____ Excerpted data

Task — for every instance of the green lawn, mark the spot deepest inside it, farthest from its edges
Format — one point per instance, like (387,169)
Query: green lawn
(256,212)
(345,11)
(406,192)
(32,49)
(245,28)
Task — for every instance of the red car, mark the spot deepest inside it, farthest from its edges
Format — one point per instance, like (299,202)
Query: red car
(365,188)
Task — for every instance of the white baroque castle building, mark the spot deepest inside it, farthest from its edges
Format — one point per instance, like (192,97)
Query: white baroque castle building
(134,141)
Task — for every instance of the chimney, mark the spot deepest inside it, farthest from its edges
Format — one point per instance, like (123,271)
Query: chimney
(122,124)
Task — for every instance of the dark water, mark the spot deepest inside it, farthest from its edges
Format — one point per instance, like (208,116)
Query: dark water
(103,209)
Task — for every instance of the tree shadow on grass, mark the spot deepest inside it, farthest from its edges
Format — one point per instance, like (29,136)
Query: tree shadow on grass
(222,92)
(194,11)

________

Task prompt –
An exact copy of the lines from the one containing "Format — one point per instance, like (208,116)" through the last line of the material, both included, is to be printed, and nothing else.

Written answer –
Format — one point per instance, like (208,116)
Query: dark water
(103,209)
Task — for every instance of the tree shadow on grass, mark the spot deepest inside it, farthest from its edges
Format — one point per instance, like (29,136)
Query: tree shadow on grass
(222,92)
(194,11)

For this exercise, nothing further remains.